Supplied information:

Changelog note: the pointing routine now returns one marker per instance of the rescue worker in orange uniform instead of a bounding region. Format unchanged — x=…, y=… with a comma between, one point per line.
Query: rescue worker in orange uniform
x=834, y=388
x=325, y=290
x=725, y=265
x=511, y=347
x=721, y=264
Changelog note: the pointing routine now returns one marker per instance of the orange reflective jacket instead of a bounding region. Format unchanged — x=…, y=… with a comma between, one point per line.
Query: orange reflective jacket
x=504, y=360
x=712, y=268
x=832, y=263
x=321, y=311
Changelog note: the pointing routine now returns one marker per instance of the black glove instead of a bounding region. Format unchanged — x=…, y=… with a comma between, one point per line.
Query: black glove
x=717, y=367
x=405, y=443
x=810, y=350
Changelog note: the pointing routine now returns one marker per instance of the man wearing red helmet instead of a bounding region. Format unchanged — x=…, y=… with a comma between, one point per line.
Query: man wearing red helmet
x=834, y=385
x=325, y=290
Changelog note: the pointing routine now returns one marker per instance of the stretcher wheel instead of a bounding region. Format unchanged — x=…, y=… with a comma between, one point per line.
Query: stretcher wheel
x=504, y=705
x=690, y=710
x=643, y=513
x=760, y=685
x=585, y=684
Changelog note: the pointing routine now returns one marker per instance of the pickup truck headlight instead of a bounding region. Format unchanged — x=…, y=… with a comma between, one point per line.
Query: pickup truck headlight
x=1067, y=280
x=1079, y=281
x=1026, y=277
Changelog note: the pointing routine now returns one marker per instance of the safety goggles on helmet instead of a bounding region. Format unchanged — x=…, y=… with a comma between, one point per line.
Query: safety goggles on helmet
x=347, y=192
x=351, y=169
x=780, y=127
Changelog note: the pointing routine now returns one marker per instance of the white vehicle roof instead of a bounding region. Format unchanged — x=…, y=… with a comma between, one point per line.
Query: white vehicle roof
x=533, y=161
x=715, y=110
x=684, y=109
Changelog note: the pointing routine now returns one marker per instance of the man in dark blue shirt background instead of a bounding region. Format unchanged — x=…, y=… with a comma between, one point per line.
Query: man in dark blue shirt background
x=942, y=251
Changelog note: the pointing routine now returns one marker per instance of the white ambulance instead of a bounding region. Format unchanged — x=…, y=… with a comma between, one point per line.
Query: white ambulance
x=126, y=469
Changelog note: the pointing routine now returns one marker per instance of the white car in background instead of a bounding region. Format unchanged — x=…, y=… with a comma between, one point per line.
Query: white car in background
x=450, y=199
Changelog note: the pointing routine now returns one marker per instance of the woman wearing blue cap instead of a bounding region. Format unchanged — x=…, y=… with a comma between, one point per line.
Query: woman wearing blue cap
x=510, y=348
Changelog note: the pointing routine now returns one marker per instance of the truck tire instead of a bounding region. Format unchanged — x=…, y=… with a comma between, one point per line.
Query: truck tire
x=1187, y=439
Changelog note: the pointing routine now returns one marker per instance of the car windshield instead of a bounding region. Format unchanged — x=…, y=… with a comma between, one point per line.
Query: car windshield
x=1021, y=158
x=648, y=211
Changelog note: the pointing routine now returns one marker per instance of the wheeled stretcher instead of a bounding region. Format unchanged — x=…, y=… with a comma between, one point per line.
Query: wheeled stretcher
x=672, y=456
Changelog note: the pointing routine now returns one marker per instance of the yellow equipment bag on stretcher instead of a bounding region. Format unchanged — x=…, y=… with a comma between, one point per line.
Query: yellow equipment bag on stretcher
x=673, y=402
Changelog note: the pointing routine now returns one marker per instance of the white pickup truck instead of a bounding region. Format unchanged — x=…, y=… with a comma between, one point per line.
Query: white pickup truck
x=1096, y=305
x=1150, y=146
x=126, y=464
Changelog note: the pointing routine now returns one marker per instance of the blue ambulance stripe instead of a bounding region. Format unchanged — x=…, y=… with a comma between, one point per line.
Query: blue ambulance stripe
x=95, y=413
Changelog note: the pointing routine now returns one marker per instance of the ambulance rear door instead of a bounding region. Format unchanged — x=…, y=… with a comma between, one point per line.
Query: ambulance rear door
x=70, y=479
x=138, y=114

Your goal: Put every line of the items above into a numbered list, leaving out any blank lines.

Solution to this exercise:
1. Changelog note: the pointing routine now returns one marker per instance of the rescue worker in orange uniform instead of a bounding region. Format unchanged — x=…, y=… with a comma between, one point per line.
2. Query: rescue worker in orange uniform
3. x=834, y=388
4. x=325, y=290
5. x=725, y=265
6. x=511, y=347
7. x=721, y=264
8. Changelog note: the pointing routine now returns one marker per instance of the orange reflective jacket instead of a bounding region. Format unchanged — x=…, y=… with a comma between, one point per line.
9. Query: orange reflective jacket
10. x=504, y=360
11. x=712, y=268
12. x=832, y=263
13. x=321, y=311
14. Changelog note: the pointing routine now returns one marker per instance of the black glove instead of a bounding region. Format unchanged — x=…, y=… with a comma between, one point per line.
15. Query: black glove
16. x=717, y=367
17. x=405, y=443
18. x=810, y=350
19. Changelog note: the pointing routine now returns one marker per instance of the man wearing red helmet instead of a bounding region. Format unchanged — x=…, y=… with a comma between, one point per line.
20. Query: man wearing red helmet
21. x=834, y=385
22. x=325, y=290
23. Changelog note: the pointing routine now returns one marker per instance of the stretcher wheel instead of a bounding region. Format unchanged — x=…, y=… with a comma between, one point per line.
24. Query: stretcher wheel
25. x=504, y=705
26. x=690, y=710
27. x=643, y=513
28. x=760, y=685
29. x=585, y=684
30. Changelog note: the pointing routine now returns one marker per instance of the pickup truck headlight instead of a bounding region. Format unchanged — x=…, y=… with a comma between, one point per line.
31. Query: pickup truck headlight
32. x=1067, y=280
33. x=1079, y=281
34. x=1026, y=277
35. Changelog note: the pointing routine now returns one marker per instance of the safety goggles on helmet instead of a bounding region. Format unchanged — x=…, y=… with a comma between, one point per line.
36. Query: safety goggles on helmet
37. x=347, y=192
38. x=351, y=169
39. x=780, y=127
40. Changelog note: the pointing routine now returns one marker per instance of the white vehicle roof instead of a bounding region. Format unchanged — x=…, y=… with a comma between, one point per line.
41. Query: white vehicle roof
42. x=533, y=161
43. x=715, y=110
44. x=684, y=109
45. Changelog note: the pointing routine now returns one marker per instance of the man in dark blue shirt background instead of a bounding region. Format unchanged — x=…, y=… with a comma between, one point per line.
46. Query: man in dark blue shirt background
47. x=942, y=251
48. Changelog note: the pointing routine now returns one marker per instance of the white ambulance instead of a bounding region. Format unchanged — x=…, y=… with a comma between, one point per line.
49. Query: white ambulance
50. x=126, y=469
51. Changelog note: the pointing routine now returns one marker per instance of the white car in background instead of a bounding region. Format unchanged — x=…, y=… with a comma between, one point per line.
52. Query: white car in background
53. x=450, y=199
54. Changelog note: the pointing routine now returns one marker per instance of the woman wearing blue cap instead of a bounding region. Format unchanged — x=…, y=… with a comma between, one point per line.
55. Query: woman wearing blue cap
56. x=510, y=348
57. Changelog note: the pointing routine now returns one marker per instance of the truck tire instead of a bounding region. Format unchanged — x=…, y=… with a comma between, one point per line.
58. Query: truck tire
59. x=1187, y=439
60. Changelog note: the pointing routine now returns one marker per instance of the car windshield instead of a bounding region. Format unchanged — x=…, y=… with a comma between, one point per line.
61. Query: car windshield
62. x=1021, y=158
63. x=648, y=211
64. Changelog note: the pointing routine now returns one marker per instance of the wheeled stretcher instead of a bounding region. Format unchanged — x=…, y=… with a comma between, one point per line.
65. Query: wheeled stretcher
66. x=672, y=456
67. Changelog note: the pointing routine now returns one marker per instance of the yellow equipment bag on stretcher instead of a bounding region. Format unchanged — x=…, y=… with a comma between, one point per line.
68. Query: yellow equipment bag on stretcher
69. x=673, y=402
70. Changelog note: the pointing routine now returns one marker per instance of the white pickup truck instead of a bounding region. Format unchanged — x=…, y=… with a comma between, one point per line.
71. Query: white pickup truck
72. x=1096, y=305
73. x=1150, y=146
74. x=126, y=464
75. Changelog note: the pointing routine now returns one marker per instance of the blue ambulance stripe instead of a bounding region. Format unchanged — x=…, y=… with a comma between, one point per line.
76. Query: blue ambulance stripe
77. x=95, y=413
78. Changelog note: the pointing routine now returns one marker per instance of the ambulance rear door instead of a bounding region. Format unchanged — x=…, y=… with a comma between, one point per line.
79. Query: ambulance rear door
80. x=70, y=479
81. x=138, y=114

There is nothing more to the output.